Your task is to print all of the material verbatim.
##### Input
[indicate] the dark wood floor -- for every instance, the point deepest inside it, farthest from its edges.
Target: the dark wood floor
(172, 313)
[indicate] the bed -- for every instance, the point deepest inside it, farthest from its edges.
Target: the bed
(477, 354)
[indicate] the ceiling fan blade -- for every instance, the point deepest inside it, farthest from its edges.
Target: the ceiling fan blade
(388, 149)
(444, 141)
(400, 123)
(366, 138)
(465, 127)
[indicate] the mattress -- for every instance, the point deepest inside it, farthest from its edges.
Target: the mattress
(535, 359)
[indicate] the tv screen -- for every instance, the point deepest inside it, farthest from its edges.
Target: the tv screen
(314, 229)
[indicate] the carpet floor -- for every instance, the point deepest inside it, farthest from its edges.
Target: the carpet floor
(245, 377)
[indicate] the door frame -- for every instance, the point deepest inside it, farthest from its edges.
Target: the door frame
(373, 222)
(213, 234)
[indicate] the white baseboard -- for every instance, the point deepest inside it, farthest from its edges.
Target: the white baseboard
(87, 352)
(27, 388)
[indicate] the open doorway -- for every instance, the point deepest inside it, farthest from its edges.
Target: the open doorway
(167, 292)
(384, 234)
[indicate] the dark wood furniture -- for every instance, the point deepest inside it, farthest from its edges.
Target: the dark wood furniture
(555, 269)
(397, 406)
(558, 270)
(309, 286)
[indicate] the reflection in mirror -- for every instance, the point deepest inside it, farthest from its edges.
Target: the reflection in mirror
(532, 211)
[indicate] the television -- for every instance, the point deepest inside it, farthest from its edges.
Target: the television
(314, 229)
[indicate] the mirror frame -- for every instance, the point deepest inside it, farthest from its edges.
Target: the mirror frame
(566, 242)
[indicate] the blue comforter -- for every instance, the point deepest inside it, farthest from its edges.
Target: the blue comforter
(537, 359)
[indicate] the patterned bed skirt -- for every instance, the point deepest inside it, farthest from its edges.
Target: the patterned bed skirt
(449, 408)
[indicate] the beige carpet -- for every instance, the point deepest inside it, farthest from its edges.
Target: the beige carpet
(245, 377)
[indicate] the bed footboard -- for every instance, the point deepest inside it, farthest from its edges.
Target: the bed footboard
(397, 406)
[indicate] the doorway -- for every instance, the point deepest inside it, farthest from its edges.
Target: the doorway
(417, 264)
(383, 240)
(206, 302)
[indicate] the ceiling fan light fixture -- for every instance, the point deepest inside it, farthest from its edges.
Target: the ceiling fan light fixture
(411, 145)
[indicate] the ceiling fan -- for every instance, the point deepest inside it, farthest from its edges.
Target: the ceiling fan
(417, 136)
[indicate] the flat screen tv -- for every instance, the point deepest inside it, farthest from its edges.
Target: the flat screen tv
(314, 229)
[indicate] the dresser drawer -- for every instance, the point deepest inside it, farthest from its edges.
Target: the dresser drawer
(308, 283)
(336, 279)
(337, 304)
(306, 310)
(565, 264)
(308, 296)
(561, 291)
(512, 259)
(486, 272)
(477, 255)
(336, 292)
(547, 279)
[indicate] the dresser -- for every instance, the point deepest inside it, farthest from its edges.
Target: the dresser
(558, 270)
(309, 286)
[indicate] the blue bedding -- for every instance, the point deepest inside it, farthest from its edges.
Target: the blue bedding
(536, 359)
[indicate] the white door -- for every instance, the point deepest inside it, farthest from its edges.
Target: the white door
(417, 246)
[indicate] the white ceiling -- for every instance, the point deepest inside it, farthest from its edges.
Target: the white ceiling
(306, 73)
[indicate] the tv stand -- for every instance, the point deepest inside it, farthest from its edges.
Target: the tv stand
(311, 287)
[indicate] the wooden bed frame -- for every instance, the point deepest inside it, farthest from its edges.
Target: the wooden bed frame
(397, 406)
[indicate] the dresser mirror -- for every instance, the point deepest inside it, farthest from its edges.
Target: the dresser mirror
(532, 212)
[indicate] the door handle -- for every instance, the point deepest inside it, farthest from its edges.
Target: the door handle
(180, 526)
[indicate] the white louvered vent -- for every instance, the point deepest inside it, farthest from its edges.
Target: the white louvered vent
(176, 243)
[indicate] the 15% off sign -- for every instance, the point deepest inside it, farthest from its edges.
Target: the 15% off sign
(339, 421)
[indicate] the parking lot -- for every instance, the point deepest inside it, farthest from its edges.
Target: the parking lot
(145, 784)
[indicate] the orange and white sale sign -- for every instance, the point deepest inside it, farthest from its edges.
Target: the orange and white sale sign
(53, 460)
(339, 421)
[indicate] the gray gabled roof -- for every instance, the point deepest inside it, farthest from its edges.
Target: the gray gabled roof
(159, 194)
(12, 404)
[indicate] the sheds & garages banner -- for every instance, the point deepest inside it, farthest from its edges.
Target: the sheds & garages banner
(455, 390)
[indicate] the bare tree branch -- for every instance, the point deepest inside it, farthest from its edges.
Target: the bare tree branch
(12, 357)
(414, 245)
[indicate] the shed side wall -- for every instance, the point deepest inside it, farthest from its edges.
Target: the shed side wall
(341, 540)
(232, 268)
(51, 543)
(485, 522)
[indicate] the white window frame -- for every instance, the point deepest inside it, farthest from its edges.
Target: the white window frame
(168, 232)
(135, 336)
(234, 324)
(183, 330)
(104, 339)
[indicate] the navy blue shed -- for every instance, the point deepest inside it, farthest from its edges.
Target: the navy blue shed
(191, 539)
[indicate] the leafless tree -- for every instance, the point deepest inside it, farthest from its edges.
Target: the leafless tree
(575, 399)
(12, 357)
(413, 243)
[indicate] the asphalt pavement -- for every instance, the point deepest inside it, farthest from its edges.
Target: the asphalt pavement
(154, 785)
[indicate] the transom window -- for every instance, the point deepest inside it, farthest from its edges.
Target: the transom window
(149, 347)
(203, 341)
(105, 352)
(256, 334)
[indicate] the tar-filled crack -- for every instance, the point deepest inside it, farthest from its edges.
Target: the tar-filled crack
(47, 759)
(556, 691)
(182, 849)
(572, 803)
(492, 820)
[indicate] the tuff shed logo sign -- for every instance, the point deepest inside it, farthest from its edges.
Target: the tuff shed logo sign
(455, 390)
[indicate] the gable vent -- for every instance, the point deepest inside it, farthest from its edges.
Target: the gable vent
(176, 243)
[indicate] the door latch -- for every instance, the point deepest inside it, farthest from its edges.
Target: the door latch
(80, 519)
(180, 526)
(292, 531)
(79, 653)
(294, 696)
##########
Full response
[indicate] the dark wood floor -- for every instance, the point deepest inside it, farthest from its edges.
Target: the dark wood floor
(172, 313)
[indicate] the bed -- for every instance, the point deepest inside it, farthest from its edges.
Target: the bed
(477, 354)
[indicate] the ceiling fan blade -- for every instance, the point deepest inside it, farthest from its edges.
Target: the ceiling fan blade
(388, 149)
(444, 141)
(400, 123)
(366, 138)
(465, 127)
[indicate] the mattress -- for every instance, the point deepest inside it, farthest from its edges.
Target: the mattress
(535, 359)
[indicate] the tv screen -- for every instance, the point deepest inside it, farthest from its edges.
Target: the tv screen
(314, 229)
[indicate] the carpet floor -- for every instance, the point deepest inside it, farthest from its edges.
Target: the carpet floor
(245, 377)
[indicate] the door frame -- for every instance, the point deepest inside it, farthest from its edges.
Target: the door frame
(373, 222)
(213, 234)
[indicate] the white baseboard -- for every instance, the point deepest inside it, farthest from its edges.
Target: the white baseboard
(87, 352)
(27, 388)
[indicate] the open doorway -- for every instance, the point deepest inside it, farthest from its edges.
Target: the open doorway
(167, 292)
(384, 234)
[indicate] the dark wood furniture -- for every instance, the point deepest inside it, farthest from its edges.
Target: the dark wood furniture
(555, 269)
(397, 406)
(558, 270)
(309, 286)
[indicate] the reflection in mirror -- for every instance, the point deepest inside it, farthest from its edges.
Target: the reflection in mirror
(532, 211)
[indicate] the television -- for every instance, the point deepest inside it, farthest from its edges.
Target: the television
(314, 229)
[indicate] the mirror frame -- for every instance, the point deepest inside it, farthest from its edges.
Target: the mirror frame
(566, 242)
[indicate] the blue comforter -- for every instance, the point deepest inside it, farthest from its edges.
Target: the blue comforter
(537, 359)
[indicate] the patterned bed skirt -- for every instance, the point deepest inside it, farthest from its edges.
Target: the patterned bed skirt
(449, 408)
[indicate] the beige carpet -- for every instance, the point deepest inside it, farthest from its edges.
Target: the beige carpet
(245, 377)
[indicate] the bed footboard -- for every instance, the point deepest inside it, farthest from its edges.
Target: the bed footboard
(397, 406)
[indicate] the doorway -- for every instance, the point deepest inside it, farthest from its edges.
Target: the doorway
(417, 264)
(383, 240)
(206, 302)
[indicate] the ceiling fan light fixture -- for every instance, the point deepest inside it, farthest from its edges.
Target: the ceiling fan light fixture
(411, 145)
[indicate] the ceiling fan -- for every instance, the point deepest inside it, farthest from its edges.
Target: the ceiling fan
(417, 136)
[indicate] the flat screen tv -- for every instance, the point deepest inside it, farthest from its edges.
Target: the flat screen tv
(314, 229)
[indicate] the dresser drawer -- for every instance, the point deepest inside it, farthest from its edges.
Target: the dresser drawer
(308, 283)
(336, 279)
(337, 304)
(306, 310)
(565, 264)
(308, 296)
(561, 291)
(512, 259)
(486, 272)
(477, 255)
(336, 292)
(547, 279)
[indicate] the dresser -- for every instance, the point deepest inside it, farthest from its edges.
Target: the dresser
(558, 270)
(309, 286)
[indicate] the blue bedding -- for every instance, the point deepest inside it, farthest from its edges.
Target: the blue bedding
(536, 359)
[indicate] the white door -- for every instance, the point deepest inside it, farthest from its edges.
Target: the white door
(417, 246)
[indicate] the white ceiling -- for every instance, the point deepest inside it, farthest from its edges.
Target: the white ceiling
(306, 73)
[indicate] the tv stand -- for every instance, the point deepest inside it, farthest from its edges.
Target: the tv stand
(311, 287)
[indicate] the wooden bed frame -- for every instance, the point deepest inside it, farthest from its edges.
Target: the wooden bed frame
(397, 406)
[indicate] the dresser mirror -- for every instance, the point deepest inside it, farthest from its edges.
Target: the dresser mirror
(532, 212)
[indicate] the door handle -- for every instance, the point deepest inside it, farthest from its edges.
Target: the door handle
(180, 526)
[indicate] the white louvered vent -- for every instance, the point deepest inside it, farthest from its edges.
Target: the white louvered vent
(176, 243)
[indicate] the 15% off sign -- for every instance, the point deepest inside it, farthest from its edges.
Target: the 15% off sign
(339, 421)
[indicate] the parking lot -- for every instance, the point deepest inside it, farthest from its edges.
Target: the parking lot
(145, 784)
[indicate] the orange and white sale sign -- for every instance, the point deepest inside it, farthest from its edges.
Target: the orange and white sale sign
(53, 460)
(339, 421)
[indicate] the gray gabled roof -- for every instance, the point deepest inside it, farthest from its edges.
Target: the gray gabled roof
(159, 194)
(12, 404)
[indicate] the sheds & garages banner -- for every instance, the point deepest inside it, farthest from its edges.
Target: the sheds & garages banner
(455, 390)
[indicate] the bare tree branch -- for every instance, the point deepest inside it, farthest from its edges.
Target: the bare tree branch
(12, 357)
(414, 245)
[indicate] the shed side wall -- for every instance, the point deepest inside it, farthest from its edges.
Target: the shed side wall
(341, 540)
(232, 268)
(51, 543)
(485, 522)
[indicate] the white window frame -- for every instance, the point deepest inside it, farthest from its edges.
Target: the white window frame
(168, 232)
(135, 336)
(234, 324)
(183, 330)
(104, 339)
[indicate] the navy blue shed -- for every instance, the point deepest inside it, farthest from its edges.
Target: the navy blue shed
(191, 539)
[indicate] the leafless tree -- for every instance, the point deepest inside it, farthest from its edges.
Target: the leafless tree
(575, 399)
(12, 357)
(413, 243)
[indicate] the asphalt pavement -- for every instance, the point deepest inside it, farthest from its edges.
Target: the asphalt pavement
(154, 785)
[indicate] the transom window -- for every instance, the point deepest inside it, farthest from its edges.
Target: the transom window
(149, 347)
(203, 341)
(105, 352)
(256, 334)
[indicate] the tar-filled crack -- for every instance, the point deepest inside it, farthest from its edges.
Target: the tar-filled crack
(47, 759)
(556, 691)
(182, 849)
(572, 803)
(492, 820)
[indicate] the tuff shed logo sign -- for every instance, the point deepest inside it, farthest from its edges.
Target: the tuff shed logo sign
(455, 390)
[indicate] the gable vent -- for every instance, the point deepest inside it, farthest from its edges.
Target: the gable vent
(176, 243)
[indicate] the door latch -- for every instance, the point deepest inside it, farthest from its edges.
Target: the door latch
(80, 519)
(180, 526)
(292, 531)
(79, 653)
(294, 696)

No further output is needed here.